***** Supplied text *****

From: Peter Maydell <peter.maydell@linaro.org>
To: Peter Xu <peterx@redhat.com>
Cc: "David Hildenbrand" <david@redhat.com>,
"Jason Wang" <jasowang@redhat.com>, "Li Qiang" <liq3ea@gmail.com>,
"QEMU Developers" <qemu-devel@nongnu.org>,
"Qiuhao Li" <Qiuhao.Li@outlook.com>,
"Alexander Bulekov" <alxndr@bu.edu>,
qemu-arm <qemu-arm@nongnu.org>,
"Gerd Hoffmann" <kraxel@redhat.com>,
"Stefan Hajnoczi" <stefanha@redhat.com>,
"Paolo Bonzini" <pbonzini@redhat.com>,
"Edgar E . Iglesias" <edgar.iglesias@gmail.com>,
"Philippe Mathieu-Daudé" <philmd@redhat.com>
Subject: Re: [RFC PATCH v2 0/5] physmem: Have flaview API check bus permission from MemTxAttrs argument
Date: Tue, 24 Aug 2021 10:49:07 +0100 [thread overview]
Message-ID: <CAFEAcA_23vc7hE3iaM-JVA6W38LK4hJoWae5KcknhPRD5fPBZA@mail.gmail.com> (raw)
In-Reply-To: <YSQKHaGiJZE5OAk2@t490s>
On Mon, 23 Aug 2021 at 21:50, Peter Xu <peterx@redhat.com> wrote:
>
> On Mon, Aug 23, 2021 at 08:10:50PM +0100, Peter Maydell wrote:
> > On Mon, 23 Aug 2021 at 17:42, Philippe Mathieu-Daudé <philmd@redhat.com> wrote:
> > >
> > > This series aim to kill a recent class of bug, the infamous
> > > "DMA reentrancy" issues found by Alexander while fuzzing.

***** Given records *****

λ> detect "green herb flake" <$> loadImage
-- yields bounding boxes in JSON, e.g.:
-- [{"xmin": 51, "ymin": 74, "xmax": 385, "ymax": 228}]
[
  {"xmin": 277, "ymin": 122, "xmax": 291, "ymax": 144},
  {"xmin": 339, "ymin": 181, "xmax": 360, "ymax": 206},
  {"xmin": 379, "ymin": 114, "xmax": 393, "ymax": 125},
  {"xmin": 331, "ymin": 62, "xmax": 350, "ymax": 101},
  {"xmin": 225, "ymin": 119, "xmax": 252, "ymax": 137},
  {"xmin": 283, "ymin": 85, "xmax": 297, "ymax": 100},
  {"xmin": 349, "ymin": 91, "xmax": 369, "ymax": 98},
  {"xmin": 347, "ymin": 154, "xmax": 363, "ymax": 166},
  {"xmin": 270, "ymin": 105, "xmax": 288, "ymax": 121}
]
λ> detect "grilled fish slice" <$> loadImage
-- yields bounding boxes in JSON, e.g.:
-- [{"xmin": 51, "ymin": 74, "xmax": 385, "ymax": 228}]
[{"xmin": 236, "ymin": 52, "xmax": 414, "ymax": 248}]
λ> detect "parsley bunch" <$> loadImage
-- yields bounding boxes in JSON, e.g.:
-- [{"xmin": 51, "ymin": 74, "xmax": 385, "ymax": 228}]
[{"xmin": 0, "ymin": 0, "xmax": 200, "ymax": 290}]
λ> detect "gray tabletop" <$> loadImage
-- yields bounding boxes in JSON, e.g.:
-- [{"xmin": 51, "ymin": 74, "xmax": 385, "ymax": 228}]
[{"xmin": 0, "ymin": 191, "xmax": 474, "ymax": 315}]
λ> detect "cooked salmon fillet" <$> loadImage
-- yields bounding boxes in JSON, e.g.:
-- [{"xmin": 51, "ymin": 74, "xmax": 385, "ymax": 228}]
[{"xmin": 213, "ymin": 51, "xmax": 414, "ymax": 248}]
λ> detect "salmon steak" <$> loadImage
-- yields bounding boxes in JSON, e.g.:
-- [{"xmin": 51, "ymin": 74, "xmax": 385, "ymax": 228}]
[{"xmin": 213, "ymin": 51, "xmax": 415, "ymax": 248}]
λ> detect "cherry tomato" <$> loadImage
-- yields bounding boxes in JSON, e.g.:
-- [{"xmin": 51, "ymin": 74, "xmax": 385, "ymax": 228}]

*****

### To do
**1)** Reproduce the part of the mailing-list message between "In-Reply-To: <YSQKHaGiJZE5OAk2@t490s>" and "Alexander while fuzzing.", inclusive.
**2)** List every line in the entries that contains the string "detect".

### Complete answers
**1)**
In-Reply-To: <YSQKHaGiJZE5OAk2@t490s>
On Mon, 23 Aug 2021 at 21:50, Peter Xu <peterx@redhat.com> wrote:
>
> On Mon, Aug 23, 2021 at 08:10:50PM +0100, Peter Maydell wrote:
> > On Mon, 23 Aug 2021 at 17:42, Philippe Mathieu-Daudé <philmd@redhat.com> wrote:
> > >
> > > This series aim to kill a recent class of bug, the infamous
> > > "DMA reentrancy" issues found by Alexander while fuzzing.

**2)**
λ> detect "green herb flake" <$> loadImage
λ> detect "grilled fish slice" <$> loadImage
λ> detect "parsley bunch" <$> loadImage
λ> detect "gray tabletop" <$> loadImage
λ> detect "cooked salmon fillet" <$> loadImage
λ> detect "salmon steak" <$> loadImage
λ> detect "cherry tomato" <$> loadImage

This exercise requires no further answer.